** Opening TEXT block **

03/08/2021 | Press release | Distributed by Public on 03/08/2021 06:42
SKOPJE, 8 March 2021 - Today, on the occasion of International Women's day, the OSCE Mission to Skopje and the Ministry of Labour and Social Policy of North Macedonia published a Mission-supported analysis on the impact of the COVID-19 pandemic on gender and diversity. The analysis shows that the pandemic, and the response to it, has had a disproportionally negative effect on women in all sectors and age groups.
According to the study, mothers are almost 70 percent more likely than fathers to have taken the role of the main caregiver, following the closure of schools and kindergartens.
'If not properly addressed by targeted government policies, the crisis created by the COVID-19 pandemic may also increase inequality, exclusion, and discrimination. Women in general, and vulnerable groups such as Roma, single mothers, persons with disabilities, and rural women in particularly are the most affected,' said Clemens Koja, Head of the OSCE Mission to Skopje during the online event.
Minister of Labour and Social Policy Jagoda Shahpaska said: 'The pandemic was not an obstacle; on the contrary, it was a challenge to adopt two key laws that largely affect women, namely the Law on Prevention and Protection against Discrimination and the Law on Prevention and Protection from Violence against Women and Domestic Violence. This is proof that women are most powerful when they are united. There is still a lot of work to be done in the field of eliminating discrimination in the labour market and ensuring gender-responsive budgeting, but above all the challenge is to fight the pandemic and adapt to the new normal.'
The analysis, available at https://www.osce.org/mission-to-skopje/480401, was developed together with the Centre for Research and Policy Making and the civil society organizations Radar, Polio Plus, Rural Coalition, and the National Network to End Violence against Women and Domestic Violence.

** Closing TEXT block **
** Opening DATA FOR REVIEW block **

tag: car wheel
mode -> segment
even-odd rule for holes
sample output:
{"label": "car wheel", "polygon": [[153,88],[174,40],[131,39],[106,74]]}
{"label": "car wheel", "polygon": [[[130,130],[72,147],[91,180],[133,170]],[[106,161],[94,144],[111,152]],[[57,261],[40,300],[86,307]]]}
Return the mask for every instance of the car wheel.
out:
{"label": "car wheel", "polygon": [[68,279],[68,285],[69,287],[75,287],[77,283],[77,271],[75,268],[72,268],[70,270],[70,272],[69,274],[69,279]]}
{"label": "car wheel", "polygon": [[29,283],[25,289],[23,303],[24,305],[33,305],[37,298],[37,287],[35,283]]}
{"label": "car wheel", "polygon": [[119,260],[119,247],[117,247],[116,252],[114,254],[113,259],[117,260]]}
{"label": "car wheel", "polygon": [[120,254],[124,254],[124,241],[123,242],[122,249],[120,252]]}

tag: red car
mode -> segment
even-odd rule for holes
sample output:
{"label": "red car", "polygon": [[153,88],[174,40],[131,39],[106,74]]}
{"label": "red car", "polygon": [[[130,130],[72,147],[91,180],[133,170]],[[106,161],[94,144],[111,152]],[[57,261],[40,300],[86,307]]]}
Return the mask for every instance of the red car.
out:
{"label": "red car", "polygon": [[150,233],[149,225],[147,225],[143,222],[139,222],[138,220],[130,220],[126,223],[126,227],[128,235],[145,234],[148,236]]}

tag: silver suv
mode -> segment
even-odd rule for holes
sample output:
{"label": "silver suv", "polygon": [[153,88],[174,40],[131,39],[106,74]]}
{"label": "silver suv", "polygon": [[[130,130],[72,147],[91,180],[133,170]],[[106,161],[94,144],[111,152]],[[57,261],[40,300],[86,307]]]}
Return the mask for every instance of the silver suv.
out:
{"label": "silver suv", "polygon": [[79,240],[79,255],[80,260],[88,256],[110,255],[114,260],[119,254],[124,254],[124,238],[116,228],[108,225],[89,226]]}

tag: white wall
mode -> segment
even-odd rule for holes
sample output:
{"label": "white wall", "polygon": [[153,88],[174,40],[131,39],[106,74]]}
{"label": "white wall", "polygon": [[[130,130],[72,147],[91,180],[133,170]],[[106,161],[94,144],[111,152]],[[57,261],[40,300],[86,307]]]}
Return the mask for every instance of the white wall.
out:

** Closing DATA FOR REVIEW block **

• **WHAT NEEDS TO BE DONE**
According to the press release, how much more likely than fathers were mothers to take the role of main caregiver after schools and kindergartens closed? None of the data items is needed here.

• **RESPONSE**
Almost 70 percent more likely.